:: REQUIRED WORK ::
When a line of the records contains "blue", copy it.

:: DATA SUPPLIED ::
= = =

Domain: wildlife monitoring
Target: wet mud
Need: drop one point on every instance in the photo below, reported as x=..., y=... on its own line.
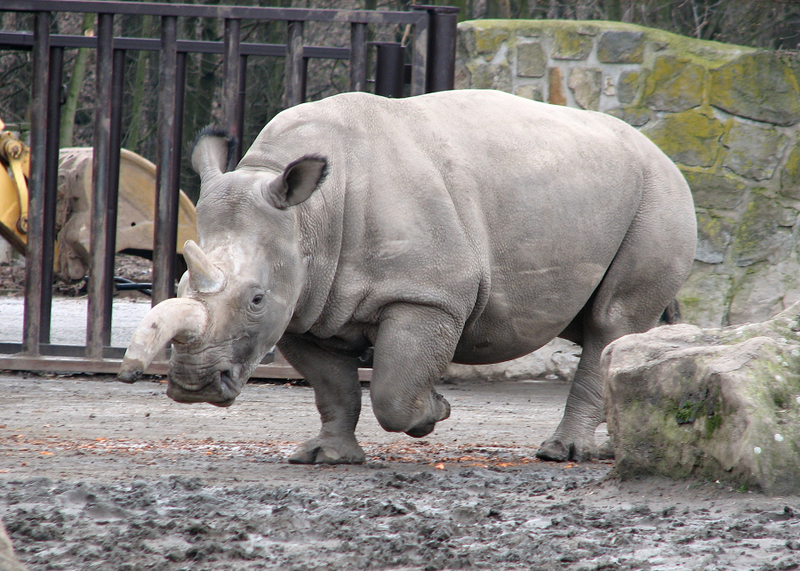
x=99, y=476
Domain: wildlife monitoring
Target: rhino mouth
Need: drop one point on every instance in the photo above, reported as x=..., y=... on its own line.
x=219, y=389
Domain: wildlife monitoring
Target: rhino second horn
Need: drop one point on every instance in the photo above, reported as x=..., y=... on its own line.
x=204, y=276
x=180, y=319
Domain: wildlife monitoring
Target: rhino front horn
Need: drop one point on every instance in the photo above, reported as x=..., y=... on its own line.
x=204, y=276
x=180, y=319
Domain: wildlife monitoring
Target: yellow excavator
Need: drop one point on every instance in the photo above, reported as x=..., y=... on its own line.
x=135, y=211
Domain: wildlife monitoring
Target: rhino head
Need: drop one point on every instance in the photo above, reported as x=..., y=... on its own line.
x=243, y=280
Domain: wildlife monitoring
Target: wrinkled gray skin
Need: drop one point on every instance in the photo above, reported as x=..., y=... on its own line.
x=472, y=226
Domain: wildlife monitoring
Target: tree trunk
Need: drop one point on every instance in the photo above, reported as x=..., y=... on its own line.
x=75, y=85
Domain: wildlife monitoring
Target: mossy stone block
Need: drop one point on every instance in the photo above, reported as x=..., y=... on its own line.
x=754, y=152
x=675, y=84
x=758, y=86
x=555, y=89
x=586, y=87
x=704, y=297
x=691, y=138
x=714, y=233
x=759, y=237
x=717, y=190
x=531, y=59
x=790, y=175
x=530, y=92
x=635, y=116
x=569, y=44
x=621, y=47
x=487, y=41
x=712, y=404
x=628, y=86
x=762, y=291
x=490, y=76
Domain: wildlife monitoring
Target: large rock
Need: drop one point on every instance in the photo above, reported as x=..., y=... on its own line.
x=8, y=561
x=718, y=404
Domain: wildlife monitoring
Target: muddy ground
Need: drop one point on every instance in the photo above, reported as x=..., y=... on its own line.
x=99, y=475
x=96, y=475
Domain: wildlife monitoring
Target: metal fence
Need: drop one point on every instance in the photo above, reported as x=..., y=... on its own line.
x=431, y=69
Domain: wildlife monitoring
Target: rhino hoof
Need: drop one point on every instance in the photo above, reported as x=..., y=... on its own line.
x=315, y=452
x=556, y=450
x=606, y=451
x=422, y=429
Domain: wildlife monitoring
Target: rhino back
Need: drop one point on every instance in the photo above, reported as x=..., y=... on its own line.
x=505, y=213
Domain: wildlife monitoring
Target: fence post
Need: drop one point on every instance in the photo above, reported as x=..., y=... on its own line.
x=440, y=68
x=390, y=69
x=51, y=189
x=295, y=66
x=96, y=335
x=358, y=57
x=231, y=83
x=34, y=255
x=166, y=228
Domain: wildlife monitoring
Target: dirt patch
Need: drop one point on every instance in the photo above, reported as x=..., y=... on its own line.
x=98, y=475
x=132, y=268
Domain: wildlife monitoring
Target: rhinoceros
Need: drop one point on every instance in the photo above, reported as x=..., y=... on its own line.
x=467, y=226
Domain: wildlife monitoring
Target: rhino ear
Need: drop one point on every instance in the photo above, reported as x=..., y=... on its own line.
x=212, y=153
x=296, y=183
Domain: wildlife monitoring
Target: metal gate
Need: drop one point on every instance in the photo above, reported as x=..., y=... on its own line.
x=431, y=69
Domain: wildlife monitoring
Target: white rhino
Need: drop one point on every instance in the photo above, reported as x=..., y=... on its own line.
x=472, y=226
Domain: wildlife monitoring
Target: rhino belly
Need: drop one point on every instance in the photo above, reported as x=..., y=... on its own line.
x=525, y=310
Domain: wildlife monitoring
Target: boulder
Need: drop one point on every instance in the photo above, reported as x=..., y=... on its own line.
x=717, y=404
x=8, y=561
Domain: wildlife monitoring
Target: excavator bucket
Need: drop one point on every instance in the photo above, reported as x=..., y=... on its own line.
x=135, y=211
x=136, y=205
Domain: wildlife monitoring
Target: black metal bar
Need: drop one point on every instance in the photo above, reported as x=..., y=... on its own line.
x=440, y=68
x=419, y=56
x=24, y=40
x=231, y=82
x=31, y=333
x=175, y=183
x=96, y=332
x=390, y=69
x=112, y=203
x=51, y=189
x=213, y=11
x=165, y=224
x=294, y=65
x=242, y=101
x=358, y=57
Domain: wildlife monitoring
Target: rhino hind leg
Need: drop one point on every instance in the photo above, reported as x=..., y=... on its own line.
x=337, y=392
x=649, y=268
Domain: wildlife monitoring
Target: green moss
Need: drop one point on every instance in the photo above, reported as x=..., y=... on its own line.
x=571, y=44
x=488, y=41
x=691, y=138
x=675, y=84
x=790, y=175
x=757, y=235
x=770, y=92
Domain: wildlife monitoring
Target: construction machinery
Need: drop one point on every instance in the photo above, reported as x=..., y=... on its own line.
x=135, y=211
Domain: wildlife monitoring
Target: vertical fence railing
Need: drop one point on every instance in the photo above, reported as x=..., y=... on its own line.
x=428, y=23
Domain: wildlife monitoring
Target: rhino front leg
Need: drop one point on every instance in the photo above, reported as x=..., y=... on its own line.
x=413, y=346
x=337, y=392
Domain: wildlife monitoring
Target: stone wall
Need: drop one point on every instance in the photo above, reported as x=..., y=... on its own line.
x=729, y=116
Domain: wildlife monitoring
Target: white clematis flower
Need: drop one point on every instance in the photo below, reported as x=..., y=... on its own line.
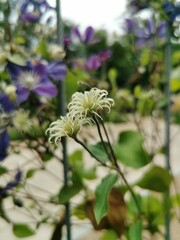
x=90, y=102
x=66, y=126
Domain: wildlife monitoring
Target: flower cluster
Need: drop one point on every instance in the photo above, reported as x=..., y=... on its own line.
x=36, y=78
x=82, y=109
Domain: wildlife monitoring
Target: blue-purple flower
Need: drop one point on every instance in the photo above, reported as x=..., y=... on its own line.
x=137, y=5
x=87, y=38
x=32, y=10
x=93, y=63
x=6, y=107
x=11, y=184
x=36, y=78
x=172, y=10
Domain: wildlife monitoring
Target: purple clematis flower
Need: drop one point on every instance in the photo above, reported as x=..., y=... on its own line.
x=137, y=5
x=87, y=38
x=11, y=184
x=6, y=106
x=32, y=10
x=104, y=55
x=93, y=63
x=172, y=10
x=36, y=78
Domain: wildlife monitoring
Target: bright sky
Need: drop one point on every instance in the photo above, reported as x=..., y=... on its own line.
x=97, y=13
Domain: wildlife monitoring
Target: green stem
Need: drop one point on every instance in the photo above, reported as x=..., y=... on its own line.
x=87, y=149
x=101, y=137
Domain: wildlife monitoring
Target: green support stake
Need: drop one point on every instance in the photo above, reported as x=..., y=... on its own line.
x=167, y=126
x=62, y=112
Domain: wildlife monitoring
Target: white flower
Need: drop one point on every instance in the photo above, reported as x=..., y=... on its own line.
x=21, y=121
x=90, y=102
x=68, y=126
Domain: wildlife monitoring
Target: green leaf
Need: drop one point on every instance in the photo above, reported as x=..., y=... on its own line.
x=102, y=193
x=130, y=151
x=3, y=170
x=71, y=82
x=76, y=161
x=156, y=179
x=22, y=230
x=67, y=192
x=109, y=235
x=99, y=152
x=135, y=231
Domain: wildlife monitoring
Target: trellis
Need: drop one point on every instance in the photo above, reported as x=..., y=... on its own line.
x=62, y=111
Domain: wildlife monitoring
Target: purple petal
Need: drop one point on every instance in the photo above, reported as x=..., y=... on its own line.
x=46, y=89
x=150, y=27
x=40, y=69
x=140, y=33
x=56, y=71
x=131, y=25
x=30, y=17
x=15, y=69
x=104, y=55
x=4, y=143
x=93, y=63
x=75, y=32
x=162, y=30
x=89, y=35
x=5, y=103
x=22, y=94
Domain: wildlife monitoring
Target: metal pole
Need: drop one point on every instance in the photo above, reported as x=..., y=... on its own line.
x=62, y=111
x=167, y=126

= = =

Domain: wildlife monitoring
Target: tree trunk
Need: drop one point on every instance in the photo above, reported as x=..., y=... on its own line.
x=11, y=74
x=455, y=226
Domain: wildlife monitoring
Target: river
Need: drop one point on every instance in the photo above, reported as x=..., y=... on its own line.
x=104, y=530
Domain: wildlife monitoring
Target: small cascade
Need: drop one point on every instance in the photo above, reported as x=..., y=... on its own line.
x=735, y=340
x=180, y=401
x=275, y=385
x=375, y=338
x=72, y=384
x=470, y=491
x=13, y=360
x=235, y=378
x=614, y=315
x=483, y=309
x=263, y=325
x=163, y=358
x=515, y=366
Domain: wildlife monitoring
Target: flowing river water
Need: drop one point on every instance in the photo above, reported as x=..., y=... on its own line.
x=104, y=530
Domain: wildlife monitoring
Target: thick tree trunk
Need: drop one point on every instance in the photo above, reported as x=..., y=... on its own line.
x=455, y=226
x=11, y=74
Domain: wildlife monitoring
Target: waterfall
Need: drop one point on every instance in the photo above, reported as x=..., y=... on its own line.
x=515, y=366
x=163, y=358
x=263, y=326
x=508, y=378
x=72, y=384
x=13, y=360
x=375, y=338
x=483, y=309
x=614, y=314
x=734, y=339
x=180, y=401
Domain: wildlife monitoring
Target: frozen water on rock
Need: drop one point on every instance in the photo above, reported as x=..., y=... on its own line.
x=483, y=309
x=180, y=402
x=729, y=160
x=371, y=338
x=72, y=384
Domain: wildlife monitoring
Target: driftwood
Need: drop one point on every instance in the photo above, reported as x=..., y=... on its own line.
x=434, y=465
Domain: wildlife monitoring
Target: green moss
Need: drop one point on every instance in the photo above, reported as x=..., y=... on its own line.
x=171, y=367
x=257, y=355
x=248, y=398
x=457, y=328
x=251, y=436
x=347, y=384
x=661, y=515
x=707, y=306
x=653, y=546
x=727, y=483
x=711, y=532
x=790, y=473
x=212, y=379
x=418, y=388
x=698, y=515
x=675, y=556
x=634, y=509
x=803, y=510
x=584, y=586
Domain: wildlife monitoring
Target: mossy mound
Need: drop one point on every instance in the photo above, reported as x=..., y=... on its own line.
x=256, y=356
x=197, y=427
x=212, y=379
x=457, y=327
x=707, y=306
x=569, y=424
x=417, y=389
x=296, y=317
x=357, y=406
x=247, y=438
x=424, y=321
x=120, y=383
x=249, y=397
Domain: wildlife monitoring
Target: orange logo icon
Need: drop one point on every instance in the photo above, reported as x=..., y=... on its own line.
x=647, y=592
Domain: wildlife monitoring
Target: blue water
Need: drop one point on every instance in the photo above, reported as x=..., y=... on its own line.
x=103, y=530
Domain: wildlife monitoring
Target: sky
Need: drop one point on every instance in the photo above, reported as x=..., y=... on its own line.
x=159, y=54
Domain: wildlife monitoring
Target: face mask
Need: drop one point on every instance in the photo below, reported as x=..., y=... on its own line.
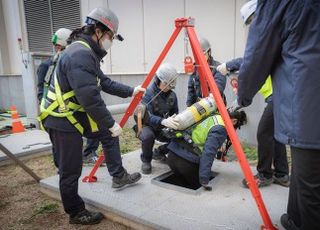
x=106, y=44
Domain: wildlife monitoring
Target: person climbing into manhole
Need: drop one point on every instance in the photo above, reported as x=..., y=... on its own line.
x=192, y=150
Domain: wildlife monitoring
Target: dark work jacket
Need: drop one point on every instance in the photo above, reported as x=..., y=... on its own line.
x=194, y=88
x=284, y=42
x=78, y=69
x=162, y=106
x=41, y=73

= = =

:: RESULT FOR THIS EXERCISE ::
Target: blue-purple flower
Target: blue water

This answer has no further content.